Given text:
____________
- Chairman: Unknown
- Founded: 7 February 2024
- Headquarters: St. George's, Grenada^{[citation needed]}
- Ideology: Monarchism (Grenadian)
- Slogan: For the Advancement and Defence of the Nutmeg Crown.

Website
- www.grenadamonarchist.org

= Grenada Monarchist League =

Organisation promoting the monarchy of Grenada

The Grenada Monarchist League (GML) is an unincorporated nonprofit organisation in Grenada, promoting and educating on the Grenadian monarchy and Constitution. The organisation was founded on 7 February 2024, in response to increased pressures of republicanism among politicians in Grenada following the death of Queen Elizabeth II and the country's Golden Jubilee of independence.

==Structure==
The Grenada Monarchist League is an unincorporated nonprofit organisation. The organisation is independent and non-partisan, not being formally associated with any political party or other organisation. It has no paid staff, relying on volunteers to keep the group operating. The organisation is governed by a General Assembly consisting of all registered members of the league. An Executive Council comprising a chairman, deputy chairman, Head of Diaspora Affairs, and appointed Executive Councillors is tasked with the day-to-day operations of the organisation. The chairman, deputy chairman and Head of Diaspora Affairs are elected by the General Assembly, while Executive Councillors are appointed by the chairman, but may be removed by the General Assembly.

The X account of the league is based in Europe.

==Activities==

===Oath of Allegiance debate===
Ahead of the Golden Jubilee of Grenadian Independence in February 2024, proposals to amend the Grenadian Oath of Allegiance were put forward by a group of Grenadian lawyers, led by the Citizens for Constitution Reform (CCR), convened by Dr. Francis Alexis. The proposed changes aimed to remove references to the monarch from the oath without holding a referendum, redirecting allegiance to the State of Grenada. A similar proposal to remove monarchic references from the oath had previously been rejected by 56.7% of voters in the 2016 Grenadian constitutional referendum.

The Grenada Monarchist League's first public actions following its establishment entailed a public campaign against the proposed changes to the oath. The league condemned suggestions that the oath, as it stood, was to the “British monarch” and that it represented a lack of sovereignty and subordination to the United Kingdom. It accused prominent proponents of the change of spreading misinformation about the oath and the monarchy, and called on the government to drop any potential plans to amend the constitution. The league further campaigned by directly contacting Prime Minister Dickon Mitchell and all the members of the House of Representatives, encouraging its members to do the same.
____________
Lines of data
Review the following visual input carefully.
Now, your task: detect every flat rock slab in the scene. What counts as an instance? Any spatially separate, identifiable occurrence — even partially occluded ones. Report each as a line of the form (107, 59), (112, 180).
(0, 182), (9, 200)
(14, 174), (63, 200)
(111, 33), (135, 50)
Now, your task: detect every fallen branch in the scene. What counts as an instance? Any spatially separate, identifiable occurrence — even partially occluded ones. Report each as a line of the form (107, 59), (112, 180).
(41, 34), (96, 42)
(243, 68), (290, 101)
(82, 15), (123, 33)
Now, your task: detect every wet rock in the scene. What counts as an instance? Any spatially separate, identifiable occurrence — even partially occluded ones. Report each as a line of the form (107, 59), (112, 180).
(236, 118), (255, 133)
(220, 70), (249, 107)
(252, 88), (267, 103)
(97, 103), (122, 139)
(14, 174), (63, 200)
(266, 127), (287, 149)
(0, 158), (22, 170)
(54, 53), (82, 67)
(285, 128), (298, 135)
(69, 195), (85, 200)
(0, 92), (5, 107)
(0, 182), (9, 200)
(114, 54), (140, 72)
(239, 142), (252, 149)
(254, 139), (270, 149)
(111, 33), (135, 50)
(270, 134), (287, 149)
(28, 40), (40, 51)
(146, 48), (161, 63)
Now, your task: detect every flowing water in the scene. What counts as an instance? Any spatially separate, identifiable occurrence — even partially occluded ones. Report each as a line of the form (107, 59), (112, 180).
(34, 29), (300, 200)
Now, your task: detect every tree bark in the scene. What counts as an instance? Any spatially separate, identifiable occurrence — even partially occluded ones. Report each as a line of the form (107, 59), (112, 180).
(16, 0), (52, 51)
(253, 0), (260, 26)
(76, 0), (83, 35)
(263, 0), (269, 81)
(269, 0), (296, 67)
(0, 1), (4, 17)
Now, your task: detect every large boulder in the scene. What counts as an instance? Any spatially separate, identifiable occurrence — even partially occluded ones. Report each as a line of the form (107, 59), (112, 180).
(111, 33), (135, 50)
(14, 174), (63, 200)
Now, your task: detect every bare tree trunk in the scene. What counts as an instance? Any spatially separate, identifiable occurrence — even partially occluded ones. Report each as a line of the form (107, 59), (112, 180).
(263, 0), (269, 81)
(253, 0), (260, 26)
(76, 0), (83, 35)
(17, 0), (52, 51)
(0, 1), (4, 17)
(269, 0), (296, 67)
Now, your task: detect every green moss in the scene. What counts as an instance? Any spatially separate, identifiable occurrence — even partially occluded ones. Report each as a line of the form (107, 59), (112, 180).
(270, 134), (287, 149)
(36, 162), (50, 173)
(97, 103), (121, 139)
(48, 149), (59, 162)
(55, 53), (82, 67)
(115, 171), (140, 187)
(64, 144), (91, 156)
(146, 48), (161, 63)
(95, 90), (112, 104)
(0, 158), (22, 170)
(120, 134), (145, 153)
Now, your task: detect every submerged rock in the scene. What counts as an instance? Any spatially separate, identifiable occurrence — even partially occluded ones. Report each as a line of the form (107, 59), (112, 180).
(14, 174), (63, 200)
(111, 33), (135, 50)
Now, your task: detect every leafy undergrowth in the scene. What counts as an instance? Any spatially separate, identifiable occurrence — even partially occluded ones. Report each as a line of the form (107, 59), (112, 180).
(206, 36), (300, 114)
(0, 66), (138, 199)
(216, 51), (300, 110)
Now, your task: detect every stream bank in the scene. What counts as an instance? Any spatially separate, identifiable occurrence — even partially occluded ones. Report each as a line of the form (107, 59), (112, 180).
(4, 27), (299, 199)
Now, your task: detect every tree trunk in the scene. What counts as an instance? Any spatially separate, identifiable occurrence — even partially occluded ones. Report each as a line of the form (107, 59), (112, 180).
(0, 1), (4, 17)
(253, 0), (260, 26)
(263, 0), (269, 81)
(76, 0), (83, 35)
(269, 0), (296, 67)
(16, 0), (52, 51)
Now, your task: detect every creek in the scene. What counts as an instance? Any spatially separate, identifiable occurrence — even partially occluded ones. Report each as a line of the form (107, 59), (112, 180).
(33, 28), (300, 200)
____________
Stated exercise 1:
According to the article on the Grenada Monarchist League, what percentage of voters rejected the earlier proposal to remove monarchic references from the oath in the 2016 constitutional referendum?
Stated exercise 2:
Transcribe the part of the article on the Grenada Monarchist League that opens with the words containing "The Grenada Monarchist League (GML)" and closes with "Jubilee of independence.".

Task response 1:
56.7%

Task response 2:
The Grenada Monarchist League (GML) is an unincorporated nonprofit organisation in Grenada, promoting and educating on the Grenadian monarchy and Constitution. The organisation was founded on 7 February 2024, in response to increased pressures of republicanism among politicians in Grenada following the death of Queen Elizabeth II and the country's Golden Jubilee of independence.